# Stated task 1
Translate this sentence from the paper on the dynamical top below into Spanish: "No illustration of astronomical precession can be devised more perfect than that presented by a properly balanced top, but yet the motion of rotation has intricacies far exceeding those of the theory of precession."
# Stated task 2
Carry the paper on the dynamical top below further by writing the passage that follows its last sentence.

# Reading text
========

On a Dynamical Top, for exhibiting the phenomena of
the motion of a system of invariable form about a fixed
point, with some suggestions as to the Earth’s motion
James Clerk Maxwell
[From the
Transactions of the Royal Society of Edinburgh
, Vol. XXI. Part IV.]
(Read 20th April, 1857.)
To those who study the progress of exact science, the common spinningtop is a symbol
of the labours and the perplexities of men who had successfully threaded the mazes of
the planetary motions. The mathematicians of the last age, searching through nature for
problems worthy of their analysis, found in this toy of their youth, ample occupation for
their highest mathematical powers.
No illustration of astronomical precession can be devised more perfect than that presented
by a properly balanced top, but yet the motion of rotation has intricacies far exceeding those
of the theory of precession.
Accordingly, we find Euler and D’Alembert devoting their talent and their patience to
the establishment of the laws of the rotation of solid bodies.

========

# Raw data

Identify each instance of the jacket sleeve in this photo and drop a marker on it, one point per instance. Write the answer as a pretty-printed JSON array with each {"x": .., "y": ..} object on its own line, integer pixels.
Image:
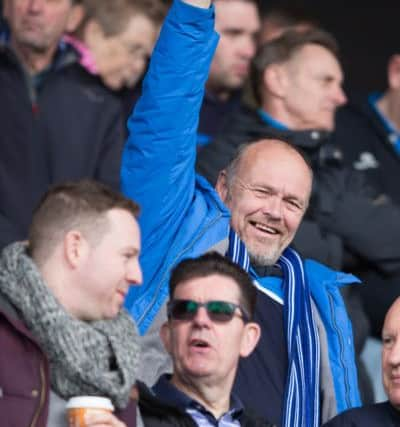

========

# Exercise response 1
No puede idearse ninguna ilustración de la precesión astronómica más perfecta que la que ofrece un trompo debidamente equilibrado; sin embargo, el movimiento de rotación presenta complejidades que superan con mucho las de la teoría de la precesión.

# Exercise response 2
Lagrange has incorporated
his own analysis of the problem with his general treatment of mechanics, and since his time
M. Poinsˆ
ot has brought the subject under the power of a more searching analysis than that of
the calculus, in which ideas take the place of symbols, and intelligible propositions supersede
equations.
In the practical department of the subject, we must notice the rotatory machine of
Bohnenberger, and the nautical top of Troughton. In the first of these instruments we have
the model of the Gyroscope, by which Foucault has been able to render visible the effects of
the earth’s rotation. The beautiful experiments by which Mr J. Elliot has made the ideas of
precession so familiar to us are performed with a top, similar in some respects to Troughton’s,
though not borrowed from his.
The top which I have the honour to spin before the Society, differs from that of Mr
Elliot in having more adjustments, and in being designed to exhibit far more complicated
phenomena.
The arrangement of these adjustments, so as to produce the desired effects, depends on
the mathematical theory of rotation. The method of exhibiting the motion of the axis of
rotation, by means of a coloured disc, is essential to the success of these adjustments. This
optical contrivance for rendering visible the nature of the rapid motion of the top, and the
practical methods of applying the theory of rotation to such an instrument as the one before
us, are the grounds on which I bring my instrument and experiments before the Society as
my own.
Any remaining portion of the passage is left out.